What you are asked to do: The task calls for the count of lines containing "below" in these records, given as a number with no other words.

Entries supplied:
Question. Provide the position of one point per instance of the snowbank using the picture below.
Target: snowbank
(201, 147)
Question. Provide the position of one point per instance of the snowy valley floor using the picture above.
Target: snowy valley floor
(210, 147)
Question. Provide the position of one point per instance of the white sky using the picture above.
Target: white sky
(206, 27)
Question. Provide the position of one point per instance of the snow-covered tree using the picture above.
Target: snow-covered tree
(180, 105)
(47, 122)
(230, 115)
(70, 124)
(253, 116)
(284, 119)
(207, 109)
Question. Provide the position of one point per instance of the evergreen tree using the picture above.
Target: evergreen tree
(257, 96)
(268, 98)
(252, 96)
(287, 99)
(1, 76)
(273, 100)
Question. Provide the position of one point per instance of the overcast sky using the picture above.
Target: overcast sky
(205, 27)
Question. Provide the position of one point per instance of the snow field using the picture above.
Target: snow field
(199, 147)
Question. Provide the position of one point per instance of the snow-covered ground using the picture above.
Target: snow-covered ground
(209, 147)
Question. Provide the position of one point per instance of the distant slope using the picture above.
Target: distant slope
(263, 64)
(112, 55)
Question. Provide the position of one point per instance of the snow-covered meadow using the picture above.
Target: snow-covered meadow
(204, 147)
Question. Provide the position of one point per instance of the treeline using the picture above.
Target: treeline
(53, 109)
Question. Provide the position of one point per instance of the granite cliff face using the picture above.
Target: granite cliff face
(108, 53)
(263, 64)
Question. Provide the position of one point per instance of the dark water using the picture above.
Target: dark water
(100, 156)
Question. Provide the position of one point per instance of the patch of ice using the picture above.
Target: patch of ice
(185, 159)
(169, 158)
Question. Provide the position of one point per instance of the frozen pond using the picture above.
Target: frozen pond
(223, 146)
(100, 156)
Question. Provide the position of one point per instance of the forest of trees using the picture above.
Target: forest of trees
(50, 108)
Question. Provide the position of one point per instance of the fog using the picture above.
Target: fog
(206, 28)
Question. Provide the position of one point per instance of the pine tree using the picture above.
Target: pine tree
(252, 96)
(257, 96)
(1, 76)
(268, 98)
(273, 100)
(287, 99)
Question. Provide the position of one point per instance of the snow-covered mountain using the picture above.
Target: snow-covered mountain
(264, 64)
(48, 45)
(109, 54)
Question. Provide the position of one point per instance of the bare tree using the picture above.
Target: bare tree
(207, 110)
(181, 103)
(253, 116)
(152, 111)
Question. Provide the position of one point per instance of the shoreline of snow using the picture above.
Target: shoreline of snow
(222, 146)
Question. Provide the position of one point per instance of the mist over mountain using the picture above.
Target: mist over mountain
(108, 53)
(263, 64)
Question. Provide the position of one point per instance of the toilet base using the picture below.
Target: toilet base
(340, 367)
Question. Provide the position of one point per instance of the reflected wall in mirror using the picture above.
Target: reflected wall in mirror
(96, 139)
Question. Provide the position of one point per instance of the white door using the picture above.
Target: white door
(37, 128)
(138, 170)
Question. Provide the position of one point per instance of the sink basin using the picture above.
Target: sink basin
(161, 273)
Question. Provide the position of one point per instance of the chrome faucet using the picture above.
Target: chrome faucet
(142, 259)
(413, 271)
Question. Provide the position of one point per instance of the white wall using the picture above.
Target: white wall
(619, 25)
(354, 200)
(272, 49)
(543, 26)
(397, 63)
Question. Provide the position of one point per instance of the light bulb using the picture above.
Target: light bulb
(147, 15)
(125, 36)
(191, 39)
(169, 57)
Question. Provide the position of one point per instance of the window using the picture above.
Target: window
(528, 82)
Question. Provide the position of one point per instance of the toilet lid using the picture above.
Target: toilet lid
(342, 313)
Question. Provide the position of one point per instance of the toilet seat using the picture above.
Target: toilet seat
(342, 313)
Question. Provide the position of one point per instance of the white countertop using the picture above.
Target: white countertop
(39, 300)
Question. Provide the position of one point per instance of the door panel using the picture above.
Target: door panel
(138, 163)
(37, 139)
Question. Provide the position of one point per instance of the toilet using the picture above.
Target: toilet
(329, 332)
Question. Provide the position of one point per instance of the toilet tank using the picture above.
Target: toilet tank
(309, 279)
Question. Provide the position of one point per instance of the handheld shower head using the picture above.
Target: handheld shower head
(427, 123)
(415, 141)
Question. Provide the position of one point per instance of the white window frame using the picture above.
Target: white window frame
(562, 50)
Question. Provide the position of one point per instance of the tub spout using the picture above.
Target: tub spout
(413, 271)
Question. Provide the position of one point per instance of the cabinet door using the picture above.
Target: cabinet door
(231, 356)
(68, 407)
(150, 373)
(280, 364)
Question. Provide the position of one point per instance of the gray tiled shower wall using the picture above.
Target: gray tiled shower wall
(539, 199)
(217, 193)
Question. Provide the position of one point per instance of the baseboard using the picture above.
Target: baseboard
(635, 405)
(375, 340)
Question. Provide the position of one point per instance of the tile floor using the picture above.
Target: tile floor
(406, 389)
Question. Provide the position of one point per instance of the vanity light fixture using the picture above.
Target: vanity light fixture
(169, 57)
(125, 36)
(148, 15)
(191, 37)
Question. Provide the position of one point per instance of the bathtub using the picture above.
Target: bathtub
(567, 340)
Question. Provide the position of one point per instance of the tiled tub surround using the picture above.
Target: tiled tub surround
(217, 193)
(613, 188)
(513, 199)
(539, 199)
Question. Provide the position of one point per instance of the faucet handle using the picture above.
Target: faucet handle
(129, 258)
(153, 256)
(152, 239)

Exercise solution: 2